Objective -
Pull out each line of the data below that contains the word "decorative", copying those lines unchanged.
::: Extracted material :::
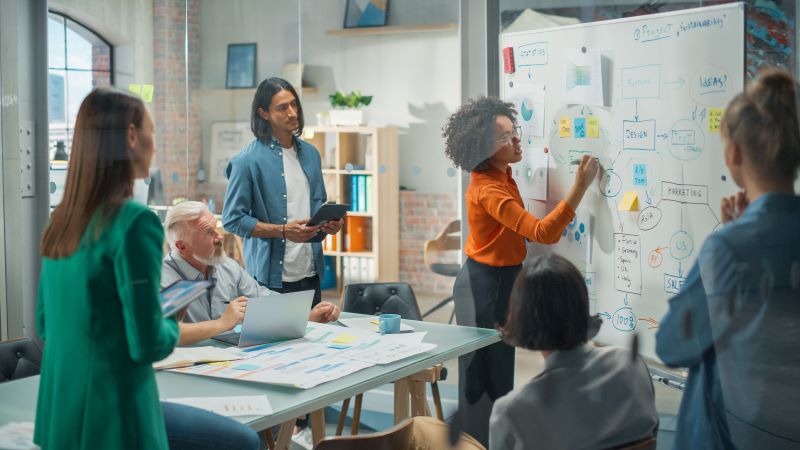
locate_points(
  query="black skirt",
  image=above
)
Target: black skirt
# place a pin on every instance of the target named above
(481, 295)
:::
::: Extracted material :::
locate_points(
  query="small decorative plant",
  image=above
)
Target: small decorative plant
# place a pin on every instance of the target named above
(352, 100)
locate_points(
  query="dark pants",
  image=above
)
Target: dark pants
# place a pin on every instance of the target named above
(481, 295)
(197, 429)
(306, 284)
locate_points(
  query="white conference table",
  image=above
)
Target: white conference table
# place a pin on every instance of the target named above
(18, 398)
:::
The result -
  query="small decorative plant",
Target: small decorative plant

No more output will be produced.